━━ EXCERPTED TEXT ━━
New ‘Animal Friends’ Program Brings Wags + Smiles

Six furry friends marched through the doors of Friendship Circle’s Meer Family Friendship Center on Thursday and right into the hearts of all who met them.

The therapy dogs and their handlers visited the West Bloomfield center for the first session of a new pilot program called “Animal Friends” – the first of its kind at Friendship Circle.

“It is a six-week-long program that seeks to give our participants hands-on interaction experience with animals, educate them about humane animal treatment and pet care and allow them to benefit from the therapeutic aspects of animal interactions,” said Jenna Simard, the Friendship Circle’s special needs program coordinator.

The mental and physical benefits of animal companionship are well-documented. Scientific studies have shown therapy animals can lower blood pressure, improve heart health and aid in relaxation. For people with special needs, these furry friends help to boost socialization, encourage communication and even assist in overcoming speech and emotional disabilities.

Thursday’s visiting canine companions had a profound effect on the center’s participants and volunteer helpers, who took turns reading to the dogs, walking them and feeding them.

There was no fear or trepidation, just smiles, hugs and lots and lots of kisses. And more than a few dog treats, too.

“How many pugs should I get?” asked Clayton, who took a liking to Pearl, a blind pug who does much of her therapy work at Henry Ford Hospital West Bloomfield. “Two! I want two of them.”

When asked what she liked most about the dogs, Lauren exclaimed: “Cuddly! They’re cuddly!”


Friendship Circle participants, volunteers and staff weren’t the only ones moved by these new bonds forged in fur.

“Look at how special this is,” said Karen Gasior with Therapy Dogs International, who brought her black lab Maizey — a former leader dog who switched to therapy work a couple years ago. “She brings smiles and tears of joy. She’s always happy cheering other people up – that’s the best.”
━━━
━━ MATERIAL SUPPLIED ━━
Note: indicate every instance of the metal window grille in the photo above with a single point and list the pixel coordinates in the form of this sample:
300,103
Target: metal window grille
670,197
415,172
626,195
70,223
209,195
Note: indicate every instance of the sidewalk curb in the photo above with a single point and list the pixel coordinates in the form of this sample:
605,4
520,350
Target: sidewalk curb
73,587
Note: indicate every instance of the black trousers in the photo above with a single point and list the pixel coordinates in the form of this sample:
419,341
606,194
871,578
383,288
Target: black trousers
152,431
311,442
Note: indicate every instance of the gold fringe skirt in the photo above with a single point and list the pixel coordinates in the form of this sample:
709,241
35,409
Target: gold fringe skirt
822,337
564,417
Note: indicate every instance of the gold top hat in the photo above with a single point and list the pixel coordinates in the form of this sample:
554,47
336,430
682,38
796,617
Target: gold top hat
━━━
# [DIRECTIONS]
Continue the article about the Animal Friends therapy-dog program, starting after Karen Gasior's quote about Maizey. The items are separate material and do not belong to the article about the Animal Friends therapy-dog program.

# [RESPONSE BELOW]
Visiting with special-needs children was a first for most of the dogs, who spend much of their time at hospitals, nursing homes and assisted living facilities.

This was true for Lucy, a toy poodle who is relatively new to this line of work. Her handler, Ann Scikorski with Mid-Michigan Therapy Dogs, says she and Lucy graduated from their training program last May.

“We wanted to do something with kids … well, I did anyway,” she said with a smile.

This was the first time Casey, a rescued black lab mix, had worked with kids, said her handlers Christine and Dennis Sweers with Mid-Michigan Therapy Dogs. “She was abandoned and took up residence on our porch,” Christine Sweers said. So, she and her husband, Dennis, gave Casey a home and a purpose that fits her personality.

“Casey is a love-motivated dog,” she said.


Thursday’s session was just the beginning. There’s so much more in store for “Animal Friends” participants.

“Throughout the six weeks, we will have a number of guest speakers from animal rescues and veterinary offices,” said Simard. “Participants will interact with the animals in our own pet store and we will see an exotic animal presentation.

“The program is already full,” she said, when asked how interested families might register. But, “we’ll do another one next year!”